# start of Data listing

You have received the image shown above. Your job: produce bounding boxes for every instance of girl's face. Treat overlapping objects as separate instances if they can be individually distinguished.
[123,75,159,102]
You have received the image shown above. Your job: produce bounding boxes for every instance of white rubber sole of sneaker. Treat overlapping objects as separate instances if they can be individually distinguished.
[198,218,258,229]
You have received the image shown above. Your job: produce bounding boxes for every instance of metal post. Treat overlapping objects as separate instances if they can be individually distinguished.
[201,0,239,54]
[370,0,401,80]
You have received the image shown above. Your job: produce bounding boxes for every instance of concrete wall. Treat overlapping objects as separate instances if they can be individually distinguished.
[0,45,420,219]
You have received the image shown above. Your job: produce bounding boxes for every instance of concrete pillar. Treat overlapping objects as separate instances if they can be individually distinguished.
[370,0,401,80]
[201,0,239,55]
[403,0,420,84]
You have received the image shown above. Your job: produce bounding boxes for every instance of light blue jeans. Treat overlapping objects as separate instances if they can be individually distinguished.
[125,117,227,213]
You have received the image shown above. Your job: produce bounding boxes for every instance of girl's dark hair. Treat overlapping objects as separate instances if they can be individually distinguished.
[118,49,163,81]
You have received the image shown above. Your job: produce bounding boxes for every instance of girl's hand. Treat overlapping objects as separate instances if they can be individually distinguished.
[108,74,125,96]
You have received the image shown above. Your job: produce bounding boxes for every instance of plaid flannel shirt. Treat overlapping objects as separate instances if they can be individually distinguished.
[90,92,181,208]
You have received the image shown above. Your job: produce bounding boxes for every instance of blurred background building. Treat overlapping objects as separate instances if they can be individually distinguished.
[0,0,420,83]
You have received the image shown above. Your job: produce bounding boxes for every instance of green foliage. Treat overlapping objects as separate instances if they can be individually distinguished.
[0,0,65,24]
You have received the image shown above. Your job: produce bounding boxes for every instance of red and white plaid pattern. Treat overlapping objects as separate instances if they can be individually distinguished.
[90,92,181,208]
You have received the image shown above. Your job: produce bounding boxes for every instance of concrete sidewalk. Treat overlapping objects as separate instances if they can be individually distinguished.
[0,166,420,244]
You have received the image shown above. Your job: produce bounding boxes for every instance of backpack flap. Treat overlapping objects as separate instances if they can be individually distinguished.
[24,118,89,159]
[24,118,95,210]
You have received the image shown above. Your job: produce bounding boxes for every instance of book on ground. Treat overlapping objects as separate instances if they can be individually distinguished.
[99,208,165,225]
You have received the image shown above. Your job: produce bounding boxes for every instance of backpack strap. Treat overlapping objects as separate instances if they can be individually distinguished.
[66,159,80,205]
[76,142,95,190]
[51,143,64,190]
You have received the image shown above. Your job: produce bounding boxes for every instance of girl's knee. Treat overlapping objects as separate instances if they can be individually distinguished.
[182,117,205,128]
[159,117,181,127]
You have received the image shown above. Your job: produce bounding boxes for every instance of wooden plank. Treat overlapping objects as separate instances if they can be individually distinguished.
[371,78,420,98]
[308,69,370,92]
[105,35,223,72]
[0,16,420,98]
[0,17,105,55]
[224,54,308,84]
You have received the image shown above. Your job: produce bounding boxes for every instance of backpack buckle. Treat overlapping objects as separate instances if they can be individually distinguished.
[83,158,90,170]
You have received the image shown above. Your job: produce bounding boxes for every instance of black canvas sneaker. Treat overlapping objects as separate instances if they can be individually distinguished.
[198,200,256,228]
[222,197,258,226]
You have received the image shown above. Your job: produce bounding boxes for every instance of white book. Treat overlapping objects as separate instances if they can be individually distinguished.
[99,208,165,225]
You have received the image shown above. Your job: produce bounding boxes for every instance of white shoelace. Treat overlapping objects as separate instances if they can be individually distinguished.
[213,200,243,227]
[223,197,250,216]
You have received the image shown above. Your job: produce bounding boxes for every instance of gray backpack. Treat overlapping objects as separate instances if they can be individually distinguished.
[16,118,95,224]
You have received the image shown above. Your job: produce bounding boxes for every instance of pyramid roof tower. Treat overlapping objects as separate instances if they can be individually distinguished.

# end of Data listing

Rewrite all of the records above as a numbered list, leaving out any blank lines.

▶ _Full output_:
1. You have received the image shown above. Your job: produce bounding boxes for every instance of girl's face. Treat overlapping objects as separate instances if they can be individually distinguished.
2. [123,75,159,102]
3. You have received the image shown above. Your job: produce bounding boxes for every instance of white rubber sole of sneaker. Treat overlapping objects as separate instances if they can be individually distinguished.
4. [198,218,258,229]
5. You have received the image shown above. Your job: produce bounding boxes for every instance of metal post. Treat overlapping objects as separate instances if they can be individually distinguished.
6. [201,0,239,54]
7. [370,0,401,80]
8. You have received the image shown above. Your job: produce bounding boxes for every instance of concrete wall. Treat overlapping objects as separate instances if they can be individually distinguished.
9. [0,45,420,219]
10. You have received the image shown above. Your job: produce bounding boxes for every instance of concrete pillar. Treat overlapping objects as separate instances if they can be individually distinguished.
11. [370,0,401,80]
12. [201,0,239,55]
13. [403,0,420,84]
14. You have received the image shown above. Your job: produce bounding boxes for every instance of light blue jeans. Treat overlapping objects as separate instances if they can be individually distinguished.
15. [125,117,227,213]
16. You have received the image shown above. Your job: produce bounding boxes for every instance of girl's dark hair. Treat overlapping objects as separate instances if they can be individually distinguished.
17. [118,49,163,81]
18. You have received the image shown above. Your job: produce bounding boxes for every instance of girl's hand. Treat overlapping objects as separate instances if they can be individually distinguished.
19. [108,74,125,96]
20. You have received the image shown above. Your job: produce bounding boxes for every instance of plaid flannel shirt. Treat overlapping objects as separate instances if they can be individually distinguished.
21. [90,92,181,208]
22. You have received the image shown above. Your job: produce bounding boxes for every instance of blurred background building. Treat overlapping objects as separate instances if they can be individually distinguished.
23. [0,0,420,83]
24. You have received the image shown above. Your job: produce bounding boxes for every instance of green foliage. Treat overlapping objects as separate instances if they can be individually distinguished.
25. [0,0,65,24]
26. You have received the image shown above. Your job: produce bounding boxes for every instance of red and white plaid pattern. Treat overlapping objects as separate instances if they can be individually distinguished.
27. [90,92,181,208]
28. You have received the image shown above. Your job: produce bounding boxes for every instance of concrete sidewalk. Treat overlapping objects as separate instances if they can be individually distinguished.
29. [0,166,420,244]
30. You have received the image shown above. Your job: produce bounding boxes for every instance of backpack flap. Treat overlapping objects as separate instances if they can be individually distinguished.
31. [24,118,89,159]
32. [24,118,95,210]
33. You have received the image shown above. Your job: produce bounding boxes for every instance of book on ground. Treat overlapping objects as separate instances if they can be individually distinguished.
34. [99,208,165,225]
35. You have received the image shown above. Your job: produce bounding boxes for every instance of backpack strap. Treat overlapping objects as separate instances if they can be individually distinguished.
36. [66,159,80,205]
37. [76,142,95,190]
38. [51,143,64,190]
39. You have received the image shown above. Your job: produce bounding boxes for every instance of girl's knee. Treat overlapping objects as separate instances if they can be individually distinguished.
40. [182,117,205,128]
41. [159,117,181,127]
42. You have received the image shown above. Your job: produce bounding boxes for every instance of wooden plank. Treat overlapping objects as separate instances if they can be individually distinguished.
43. [371,78,420,98]
44. [308,69,370,92]
45. [105,35,223,72]
46. [0,16,420,98]
47. [0,17,105,55]
48. [224,54,308,84]
49. You have received the image shown above. Your job: produce bounding boxes for every instance of backpack buckle. Treat overlapping objects as separate instances if they can be individually distinguished.
50. [83,158,90,170]
51. You have received the image shown above. Your job: produce bounding boxes for every instance of black canvas sneaker. Treat overlapping objects as separate instances if they can be individually distinguished.
52. [198,200,256,228]
53. [222,197,258,226]
54. You have received the image shown above. Your job: produce bounding boxes for every instance of white book. Treat overlapping objects as separate instances if they can be individually distinguished.
55. [99,208,165,225]
56. You have received the image shown above. Your job: produce bounding boxes for every instance of white shoelace. Treat overlapping objects as separate instances if they can be individually distinguished.
57. [213,200,243,227]
58. [223,197,250,216]
59. You have received the image shown above. Your job: produce bounding boxes for every instance of gray backpack. Treat overlapping objects as separate instances if they can be individually distinguished.
60. [16,118,95,224]
61. You have received the image shown above. Your job: produce bounding boxes for every instance of pyramid roof tower. Treat overlapping objects as separate instances if they can be individually distinguished.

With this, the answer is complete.